» **DATA FOR PROCESSING**:
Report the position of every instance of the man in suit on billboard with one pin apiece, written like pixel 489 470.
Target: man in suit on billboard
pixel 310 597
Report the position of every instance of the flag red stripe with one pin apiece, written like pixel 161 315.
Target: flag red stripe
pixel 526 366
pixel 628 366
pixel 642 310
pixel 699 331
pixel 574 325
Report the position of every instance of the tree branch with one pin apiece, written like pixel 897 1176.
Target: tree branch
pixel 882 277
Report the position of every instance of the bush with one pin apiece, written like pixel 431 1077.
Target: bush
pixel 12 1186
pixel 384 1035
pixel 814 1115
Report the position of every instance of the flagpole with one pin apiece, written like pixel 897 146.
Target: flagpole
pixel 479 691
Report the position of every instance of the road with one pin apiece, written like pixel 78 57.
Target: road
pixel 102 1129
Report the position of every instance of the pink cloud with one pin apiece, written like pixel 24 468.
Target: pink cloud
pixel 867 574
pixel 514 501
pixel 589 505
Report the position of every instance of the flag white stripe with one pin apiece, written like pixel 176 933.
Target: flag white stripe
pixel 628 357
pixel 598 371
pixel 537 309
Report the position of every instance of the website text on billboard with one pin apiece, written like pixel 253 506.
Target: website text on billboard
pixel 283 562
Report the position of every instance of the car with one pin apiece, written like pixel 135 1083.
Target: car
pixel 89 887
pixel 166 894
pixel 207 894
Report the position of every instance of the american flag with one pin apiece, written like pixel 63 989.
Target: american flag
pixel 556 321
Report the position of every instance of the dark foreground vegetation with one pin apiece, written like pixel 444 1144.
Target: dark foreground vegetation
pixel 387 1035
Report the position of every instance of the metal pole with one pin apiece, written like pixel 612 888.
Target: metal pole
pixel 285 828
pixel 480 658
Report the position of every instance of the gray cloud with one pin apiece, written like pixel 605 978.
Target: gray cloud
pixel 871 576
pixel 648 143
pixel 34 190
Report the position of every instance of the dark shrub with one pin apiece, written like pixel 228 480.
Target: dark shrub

» **WHAT THE TASK REQUIRES**: Rewrite the lines of the material starting with the line containing "Report the position of every instance of the dark shrub" and continuing through the end of the material, replacing "dark shrub" with "low hedge" and leaving everything else unchanged.

» **TASK OUTPUT**:
Report the position of every instance of the low hedge with one pin apiece, written like pixel 228 480.
Target: low hedge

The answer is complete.